- REQUIRED WORK
Please repeat the lines below, exactly and only, from the one that holds "Target: camera with telephoto lens" through the one that holds "Might I ask you to indicate the pink".

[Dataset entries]
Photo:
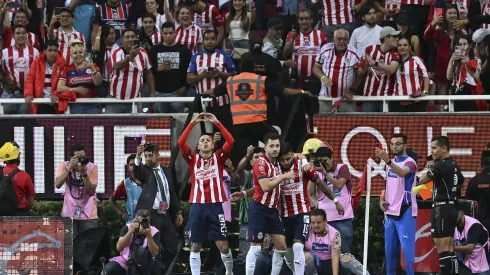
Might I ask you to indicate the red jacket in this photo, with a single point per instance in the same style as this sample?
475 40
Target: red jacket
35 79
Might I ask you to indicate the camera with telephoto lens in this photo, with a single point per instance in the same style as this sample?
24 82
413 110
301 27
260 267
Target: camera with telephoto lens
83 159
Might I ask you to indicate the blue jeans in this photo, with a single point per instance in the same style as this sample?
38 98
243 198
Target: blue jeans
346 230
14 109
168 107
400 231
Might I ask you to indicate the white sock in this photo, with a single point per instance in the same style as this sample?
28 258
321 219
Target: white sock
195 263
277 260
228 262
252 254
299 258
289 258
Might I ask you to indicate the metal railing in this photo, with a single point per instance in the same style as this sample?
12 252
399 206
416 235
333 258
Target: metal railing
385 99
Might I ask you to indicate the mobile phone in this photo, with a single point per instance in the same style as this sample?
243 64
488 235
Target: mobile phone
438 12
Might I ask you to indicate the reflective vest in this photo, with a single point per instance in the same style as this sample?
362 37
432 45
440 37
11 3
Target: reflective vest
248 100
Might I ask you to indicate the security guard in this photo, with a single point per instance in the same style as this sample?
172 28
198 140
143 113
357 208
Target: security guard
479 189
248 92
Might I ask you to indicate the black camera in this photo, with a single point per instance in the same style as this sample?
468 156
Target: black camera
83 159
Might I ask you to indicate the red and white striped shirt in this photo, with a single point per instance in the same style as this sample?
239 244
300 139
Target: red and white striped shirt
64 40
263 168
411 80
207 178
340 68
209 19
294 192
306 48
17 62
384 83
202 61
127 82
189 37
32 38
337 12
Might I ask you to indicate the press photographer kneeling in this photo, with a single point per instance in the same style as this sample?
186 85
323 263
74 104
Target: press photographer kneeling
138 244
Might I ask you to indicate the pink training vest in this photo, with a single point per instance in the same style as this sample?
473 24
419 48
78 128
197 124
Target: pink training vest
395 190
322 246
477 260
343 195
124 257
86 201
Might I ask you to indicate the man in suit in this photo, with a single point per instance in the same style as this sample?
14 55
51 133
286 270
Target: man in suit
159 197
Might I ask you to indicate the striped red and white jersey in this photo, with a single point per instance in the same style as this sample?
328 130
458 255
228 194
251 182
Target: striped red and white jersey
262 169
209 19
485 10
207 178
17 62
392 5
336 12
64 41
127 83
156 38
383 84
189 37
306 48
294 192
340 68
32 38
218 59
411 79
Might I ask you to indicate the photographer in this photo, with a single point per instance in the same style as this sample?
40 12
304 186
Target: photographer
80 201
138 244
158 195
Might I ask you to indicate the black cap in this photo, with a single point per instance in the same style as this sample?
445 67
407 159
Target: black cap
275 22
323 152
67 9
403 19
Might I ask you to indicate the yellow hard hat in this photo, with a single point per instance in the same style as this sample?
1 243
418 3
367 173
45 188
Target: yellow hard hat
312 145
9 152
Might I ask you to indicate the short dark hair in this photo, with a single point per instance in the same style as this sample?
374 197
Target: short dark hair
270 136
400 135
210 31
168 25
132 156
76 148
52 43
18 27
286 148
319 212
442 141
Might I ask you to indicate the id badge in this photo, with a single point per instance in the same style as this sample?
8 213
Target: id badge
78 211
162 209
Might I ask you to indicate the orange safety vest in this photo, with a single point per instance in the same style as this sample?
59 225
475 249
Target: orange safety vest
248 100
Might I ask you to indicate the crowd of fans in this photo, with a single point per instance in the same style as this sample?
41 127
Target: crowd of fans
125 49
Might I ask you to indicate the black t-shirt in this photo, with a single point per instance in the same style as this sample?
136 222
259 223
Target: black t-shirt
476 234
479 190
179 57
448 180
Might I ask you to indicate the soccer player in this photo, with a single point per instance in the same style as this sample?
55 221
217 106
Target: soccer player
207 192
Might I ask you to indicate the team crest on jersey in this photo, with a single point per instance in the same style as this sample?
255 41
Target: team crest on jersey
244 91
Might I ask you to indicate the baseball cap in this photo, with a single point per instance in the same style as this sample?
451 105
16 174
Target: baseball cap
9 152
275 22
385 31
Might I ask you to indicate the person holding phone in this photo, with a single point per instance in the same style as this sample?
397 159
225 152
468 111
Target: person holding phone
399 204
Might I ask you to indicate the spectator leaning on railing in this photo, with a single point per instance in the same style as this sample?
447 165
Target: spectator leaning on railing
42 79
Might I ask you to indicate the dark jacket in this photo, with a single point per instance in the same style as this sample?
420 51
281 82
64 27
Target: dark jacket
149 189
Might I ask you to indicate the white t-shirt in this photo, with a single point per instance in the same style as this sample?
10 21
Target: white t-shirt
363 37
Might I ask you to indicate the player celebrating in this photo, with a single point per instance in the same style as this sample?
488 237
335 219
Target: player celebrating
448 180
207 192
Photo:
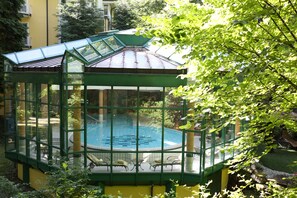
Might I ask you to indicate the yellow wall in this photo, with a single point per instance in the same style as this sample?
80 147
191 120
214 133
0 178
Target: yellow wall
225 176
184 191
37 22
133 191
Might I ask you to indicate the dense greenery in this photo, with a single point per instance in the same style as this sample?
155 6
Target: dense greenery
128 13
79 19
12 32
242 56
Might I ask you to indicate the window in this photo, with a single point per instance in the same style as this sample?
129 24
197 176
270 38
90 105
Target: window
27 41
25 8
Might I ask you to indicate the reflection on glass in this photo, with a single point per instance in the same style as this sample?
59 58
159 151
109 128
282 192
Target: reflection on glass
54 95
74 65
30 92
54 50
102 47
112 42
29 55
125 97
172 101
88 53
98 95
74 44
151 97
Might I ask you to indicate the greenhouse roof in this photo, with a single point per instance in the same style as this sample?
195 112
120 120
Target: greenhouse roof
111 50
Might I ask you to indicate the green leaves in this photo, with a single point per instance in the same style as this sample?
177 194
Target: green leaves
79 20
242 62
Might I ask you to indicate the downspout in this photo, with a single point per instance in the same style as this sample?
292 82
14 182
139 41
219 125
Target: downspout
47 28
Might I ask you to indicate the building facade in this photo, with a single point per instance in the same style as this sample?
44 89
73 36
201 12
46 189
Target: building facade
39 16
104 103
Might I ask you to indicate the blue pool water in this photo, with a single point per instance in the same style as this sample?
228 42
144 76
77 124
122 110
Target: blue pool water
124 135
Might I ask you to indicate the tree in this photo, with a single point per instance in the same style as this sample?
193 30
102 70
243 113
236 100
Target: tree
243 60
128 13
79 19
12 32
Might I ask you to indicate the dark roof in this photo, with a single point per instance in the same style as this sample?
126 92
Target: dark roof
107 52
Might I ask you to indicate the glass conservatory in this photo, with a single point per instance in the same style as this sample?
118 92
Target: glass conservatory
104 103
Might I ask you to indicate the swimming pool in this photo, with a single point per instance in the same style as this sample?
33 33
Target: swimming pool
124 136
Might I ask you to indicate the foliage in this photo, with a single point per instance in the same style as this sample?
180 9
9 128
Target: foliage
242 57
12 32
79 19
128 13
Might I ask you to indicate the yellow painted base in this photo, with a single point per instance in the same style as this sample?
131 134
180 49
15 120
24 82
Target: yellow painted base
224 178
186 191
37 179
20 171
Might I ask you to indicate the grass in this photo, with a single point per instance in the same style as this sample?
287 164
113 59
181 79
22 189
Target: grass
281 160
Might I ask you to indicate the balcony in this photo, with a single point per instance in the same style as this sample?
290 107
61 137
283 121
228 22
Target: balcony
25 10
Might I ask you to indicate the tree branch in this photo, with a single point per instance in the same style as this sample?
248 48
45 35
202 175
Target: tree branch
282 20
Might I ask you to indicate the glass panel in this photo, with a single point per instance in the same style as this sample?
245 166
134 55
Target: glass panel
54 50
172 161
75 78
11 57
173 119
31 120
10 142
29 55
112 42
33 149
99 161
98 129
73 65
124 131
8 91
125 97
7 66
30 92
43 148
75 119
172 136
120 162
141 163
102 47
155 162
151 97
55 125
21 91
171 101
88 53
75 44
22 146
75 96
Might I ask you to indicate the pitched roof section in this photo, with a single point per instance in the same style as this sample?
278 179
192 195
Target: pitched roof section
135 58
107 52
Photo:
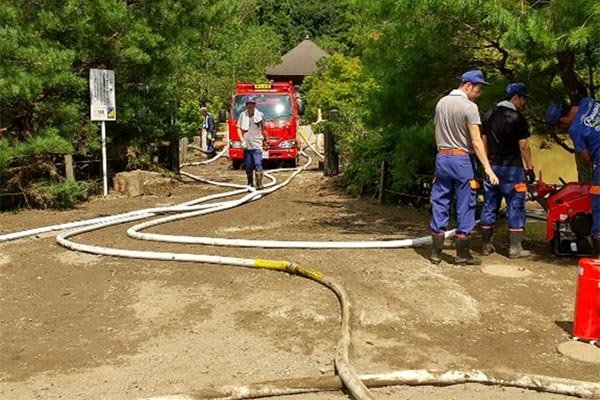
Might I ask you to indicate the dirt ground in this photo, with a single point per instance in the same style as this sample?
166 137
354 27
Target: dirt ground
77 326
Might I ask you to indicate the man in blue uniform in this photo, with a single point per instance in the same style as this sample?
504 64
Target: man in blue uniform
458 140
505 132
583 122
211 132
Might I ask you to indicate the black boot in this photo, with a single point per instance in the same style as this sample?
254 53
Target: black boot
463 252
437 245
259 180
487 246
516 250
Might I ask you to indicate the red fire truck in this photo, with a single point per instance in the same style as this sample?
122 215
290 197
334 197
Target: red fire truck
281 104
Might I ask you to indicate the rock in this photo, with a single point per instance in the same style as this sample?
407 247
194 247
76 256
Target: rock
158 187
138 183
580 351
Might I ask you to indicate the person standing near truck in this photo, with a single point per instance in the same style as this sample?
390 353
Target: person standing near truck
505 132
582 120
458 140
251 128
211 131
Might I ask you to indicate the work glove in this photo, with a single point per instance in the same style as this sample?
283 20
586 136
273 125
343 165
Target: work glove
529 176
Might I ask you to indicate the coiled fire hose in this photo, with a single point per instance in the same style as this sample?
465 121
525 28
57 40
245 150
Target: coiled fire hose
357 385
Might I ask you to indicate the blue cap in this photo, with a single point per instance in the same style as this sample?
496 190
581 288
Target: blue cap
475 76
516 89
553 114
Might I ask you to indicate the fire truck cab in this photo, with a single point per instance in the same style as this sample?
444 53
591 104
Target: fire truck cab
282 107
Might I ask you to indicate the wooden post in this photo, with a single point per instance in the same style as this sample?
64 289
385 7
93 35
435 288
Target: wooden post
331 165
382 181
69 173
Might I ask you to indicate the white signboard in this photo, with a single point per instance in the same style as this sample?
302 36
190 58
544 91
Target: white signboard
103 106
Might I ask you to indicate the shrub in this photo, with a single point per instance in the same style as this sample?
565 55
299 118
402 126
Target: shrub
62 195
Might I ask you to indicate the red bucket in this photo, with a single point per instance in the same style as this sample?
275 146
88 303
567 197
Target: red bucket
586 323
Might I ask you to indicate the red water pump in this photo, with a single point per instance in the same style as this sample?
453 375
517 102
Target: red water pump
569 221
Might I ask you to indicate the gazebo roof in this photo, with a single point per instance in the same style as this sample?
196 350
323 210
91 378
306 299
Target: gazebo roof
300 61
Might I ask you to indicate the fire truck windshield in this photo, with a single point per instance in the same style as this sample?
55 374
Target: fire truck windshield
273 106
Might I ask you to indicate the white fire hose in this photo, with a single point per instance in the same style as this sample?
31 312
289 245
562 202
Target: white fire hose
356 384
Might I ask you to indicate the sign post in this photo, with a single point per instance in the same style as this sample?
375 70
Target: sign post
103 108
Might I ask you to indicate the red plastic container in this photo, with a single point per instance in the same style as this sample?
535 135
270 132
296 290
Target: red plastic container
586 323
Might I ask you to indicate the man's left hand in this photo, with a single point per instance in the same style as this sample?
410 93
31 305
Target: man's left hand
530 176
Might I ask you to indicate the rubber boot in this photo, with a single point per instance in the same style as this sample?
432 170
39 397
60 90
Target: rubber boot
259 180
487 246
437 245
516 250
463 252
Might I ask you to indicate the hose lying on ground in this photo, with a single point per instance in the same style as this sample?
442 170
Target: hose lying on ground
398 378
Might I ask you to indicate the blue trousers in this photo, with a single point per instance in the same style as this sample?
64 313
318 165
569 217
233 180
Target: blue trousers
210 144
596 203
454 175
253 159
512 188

---

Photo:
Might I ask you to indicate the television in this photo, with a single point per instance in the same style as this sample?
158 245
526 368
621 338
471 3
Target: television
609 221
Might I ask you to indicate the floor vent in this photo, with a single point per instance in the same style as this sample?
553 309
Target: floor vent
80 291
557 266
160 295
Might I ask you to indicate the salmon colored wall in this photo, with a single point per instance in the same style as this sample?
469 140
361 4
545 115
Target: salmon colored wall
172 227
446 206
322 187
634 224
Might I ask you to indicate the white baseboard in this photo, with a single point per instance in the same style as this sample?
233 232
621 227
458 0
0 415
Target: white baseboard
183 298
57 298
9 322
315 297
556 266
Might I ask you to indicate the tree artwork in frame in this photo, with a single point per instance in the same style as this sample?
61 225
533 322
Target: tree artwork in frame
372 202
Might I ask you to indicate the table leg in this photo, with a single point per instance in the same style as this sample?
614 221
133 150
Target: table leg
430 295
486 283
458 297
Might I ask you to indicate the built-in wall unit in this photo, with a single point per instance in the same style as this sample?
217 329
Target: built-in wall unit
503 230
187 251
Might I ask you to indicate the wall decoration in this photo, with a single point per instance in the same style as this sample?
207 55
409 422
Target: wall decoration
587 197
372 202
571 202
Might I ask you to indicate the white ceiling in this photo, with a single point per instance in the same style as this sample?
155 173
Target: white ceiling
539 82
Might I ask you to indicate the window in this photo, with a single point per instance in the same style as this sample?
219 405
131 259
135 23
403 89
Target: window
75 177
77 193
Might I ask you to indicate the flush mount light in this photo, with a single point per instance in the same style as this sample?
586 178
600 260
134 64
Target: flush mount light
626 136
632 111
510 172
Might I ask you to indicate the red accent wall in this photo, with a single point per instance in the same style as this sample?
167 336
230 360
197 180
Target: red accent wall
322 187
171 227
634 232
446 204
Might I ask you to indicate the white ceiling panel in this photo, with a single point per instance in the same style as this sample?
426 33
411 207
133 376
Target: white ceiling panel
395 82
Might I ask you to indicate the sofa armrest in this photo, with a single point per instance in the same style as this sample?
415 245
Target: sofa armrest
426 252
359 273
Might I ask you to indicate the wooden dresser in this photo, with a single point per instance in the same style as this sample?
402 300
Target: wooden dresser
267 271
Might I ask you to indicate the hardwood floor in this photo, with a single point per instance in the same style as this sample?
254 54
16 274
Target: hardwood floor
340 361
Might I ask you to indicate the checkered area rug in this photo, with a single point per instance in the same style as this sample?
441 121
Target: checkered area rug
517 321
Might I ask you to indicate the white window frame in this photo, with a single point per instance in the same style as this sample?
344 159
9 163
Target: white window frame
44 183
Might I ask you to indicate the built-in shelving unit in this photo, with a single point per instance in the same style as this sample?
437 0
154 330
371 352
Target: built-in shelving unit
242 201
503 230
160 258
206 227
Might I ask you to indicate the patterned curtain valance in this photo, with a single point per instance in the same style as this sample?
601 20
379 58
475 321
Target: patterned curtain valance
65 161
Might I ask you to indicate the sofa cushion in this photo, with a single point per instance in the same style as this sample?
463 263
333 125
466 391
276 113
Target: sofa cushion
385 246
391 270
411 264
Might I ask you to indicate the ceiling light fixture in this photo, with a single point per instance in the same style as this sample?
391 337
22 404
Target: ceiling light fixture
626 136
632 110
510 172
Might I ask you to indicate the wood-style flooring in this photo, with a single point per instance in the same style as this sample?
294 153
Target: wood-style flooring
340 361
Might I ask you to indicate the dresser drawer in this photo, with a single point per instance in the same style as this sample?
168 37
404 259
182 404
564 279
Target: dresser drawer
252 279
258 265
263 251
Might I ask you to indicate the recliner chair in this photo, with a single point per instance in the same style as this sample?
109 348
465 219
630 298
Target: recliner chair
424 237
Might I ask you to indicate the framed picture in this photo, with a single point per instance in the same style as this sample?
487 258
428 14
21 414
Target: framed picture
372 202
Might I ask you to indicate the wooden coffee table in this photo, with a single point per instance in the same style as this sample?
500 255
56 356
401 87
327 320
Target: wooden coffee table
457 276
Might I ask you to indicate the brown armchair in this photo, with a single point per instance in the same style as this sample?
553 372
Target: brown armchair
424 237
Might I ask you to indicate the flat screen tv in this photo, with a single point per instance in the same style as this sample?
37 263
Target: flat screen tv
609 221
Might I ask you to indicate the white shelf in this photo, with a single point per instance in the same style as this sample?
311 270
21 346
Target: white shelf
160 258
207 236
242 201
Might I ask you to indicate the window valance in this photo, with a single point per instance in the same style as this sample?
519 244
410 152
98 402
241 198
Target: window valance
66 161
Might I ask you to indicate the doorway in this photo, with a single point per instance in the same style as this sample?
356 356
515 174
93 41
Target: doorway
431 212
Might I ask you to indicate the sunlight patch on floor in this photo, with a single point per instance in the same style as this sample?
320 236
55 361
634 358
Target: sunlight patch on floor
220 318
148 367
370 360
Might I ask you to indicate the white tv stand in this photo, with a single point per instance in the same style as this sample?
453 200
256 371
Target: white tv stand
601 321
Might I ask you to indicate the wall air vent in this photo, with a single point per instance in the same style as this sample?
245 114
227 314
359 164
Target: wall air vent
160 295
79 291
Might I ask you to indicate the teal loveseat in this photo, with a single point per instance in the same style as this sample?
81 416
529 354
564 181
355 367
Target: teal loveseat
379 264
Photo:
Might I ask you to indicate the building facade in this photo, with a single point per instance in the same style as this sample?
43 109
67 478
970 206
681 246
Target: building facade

...

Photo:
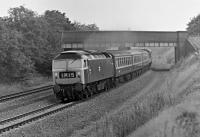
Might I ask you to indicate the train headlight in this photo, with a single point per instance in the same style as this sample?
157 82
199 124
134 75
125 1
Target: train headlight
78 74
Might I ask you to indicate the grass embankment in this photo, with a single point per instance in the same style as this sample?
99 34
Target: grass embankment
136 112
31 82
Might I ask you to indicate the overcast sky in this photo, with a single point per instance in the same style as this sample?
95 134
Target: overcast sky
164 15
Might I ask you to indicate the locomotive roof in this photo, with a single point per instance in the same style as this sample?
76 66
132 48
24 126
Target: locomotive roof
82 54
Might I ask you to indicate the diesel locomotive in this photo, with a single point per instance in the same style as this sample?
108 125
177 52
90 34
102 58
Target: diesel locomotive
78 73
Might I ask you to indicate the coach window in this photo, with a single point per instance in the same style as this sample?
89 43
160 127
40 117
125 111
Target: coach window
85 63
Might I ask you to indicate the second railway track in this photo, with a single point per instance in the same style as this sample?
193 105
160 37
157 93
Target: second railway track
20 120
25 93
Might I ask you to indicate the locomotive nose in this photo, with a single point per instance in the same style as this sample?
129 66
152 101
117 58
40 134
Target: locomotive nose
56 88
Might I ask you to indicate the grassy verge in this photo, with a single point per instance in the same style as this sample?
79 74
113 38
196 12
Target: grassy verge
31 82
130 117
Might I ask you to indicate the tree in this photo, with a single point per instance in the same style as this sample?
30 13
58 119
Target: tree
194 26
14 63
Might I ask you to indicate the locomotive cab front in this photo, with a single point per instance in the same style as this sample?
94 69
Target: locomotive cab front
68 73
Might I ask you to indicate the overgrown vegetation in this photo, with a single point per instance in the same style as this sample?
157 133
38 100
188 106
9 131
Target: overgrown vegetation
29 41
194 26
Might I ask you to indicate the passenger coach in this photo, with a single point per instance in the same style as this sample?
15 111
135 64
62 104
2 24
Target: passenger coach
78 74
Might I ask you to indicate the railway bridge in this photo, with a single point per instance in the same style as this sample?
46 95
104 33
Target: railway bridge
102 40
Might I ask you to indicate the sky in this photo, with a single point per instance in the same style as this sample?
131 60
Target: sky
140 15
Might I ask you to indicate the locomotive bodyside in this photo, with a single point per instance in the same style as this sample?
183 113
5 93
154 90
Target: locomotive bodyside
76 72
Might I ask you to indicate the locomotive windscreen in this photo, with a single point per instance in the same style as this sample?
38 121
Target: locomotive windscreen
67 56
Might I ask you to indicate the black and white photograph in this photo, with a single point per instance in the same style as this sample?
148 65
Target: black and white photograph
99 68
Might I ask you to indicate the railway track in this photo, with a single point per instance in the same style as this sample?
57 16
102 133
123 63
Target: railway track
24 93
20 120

- EXERCISE RESULT
Target: camera with telephoto lens
83 159
Might I ask you to indicate the blue jeans in this photo, with a single point per instance in the same style as this sample?
38 98
243 198
Target: blue jeans
346 230
14 109
168 107
400 231
Might I ask you to indicate the white sock in this photo, with a single point per instance in the same style as this sample?
28 258
321 219
Target: white sock
195 263
277 260
228 262
252 254
299 258
289 258
Might I ask you to indicate the metal railing in this photo, with a single point per instance in the same style as this sample?
12 252
399 206
416 235
333 258
Target: metal railing
385 99
Might I ask you to indicate the mobile phone in this photo, with a single point per instance in the same style as this sample?
243 64
488 235
Target: mobile phone
438 12
Might I ask you to indicate the reflective vest in this photo, with a single point per instance in the same style as this sample?
362 37
432 45
440 37
11 3
Target: reflective vest
248 100
Might I ask you to indicate the security guard in this photo, with a single point per instance in the same style as this sample?
172 28
198 140
143 113
357 208
Target: security guard
479 189
248 92
Might I ask you to indicate the black camera in this photo, with a single point per instance in the same style as this sample?
468 156
Target: black camera
83 159
Might I ask you to indicate the red and white striped shirt in this photo, with a single point per instance in the same style as this sample?
239 244
300 139
Target: red and white striped shirt
64 40
263 168
411 80
207 178
340 68
209 19
294 192
306 48
17 62
384 83
202 61
127 82
189 37
32 38
337 12
Might I ask you to indicate the press photographer kneeling in this photo, with a single point per instance in the same style as this sample?
186 85
323 263
74 104
Target: press photographer kneeling
138 244
Might I ask you to indicate the pink training vest in this photo, with a single point per instance in the same style as this sample?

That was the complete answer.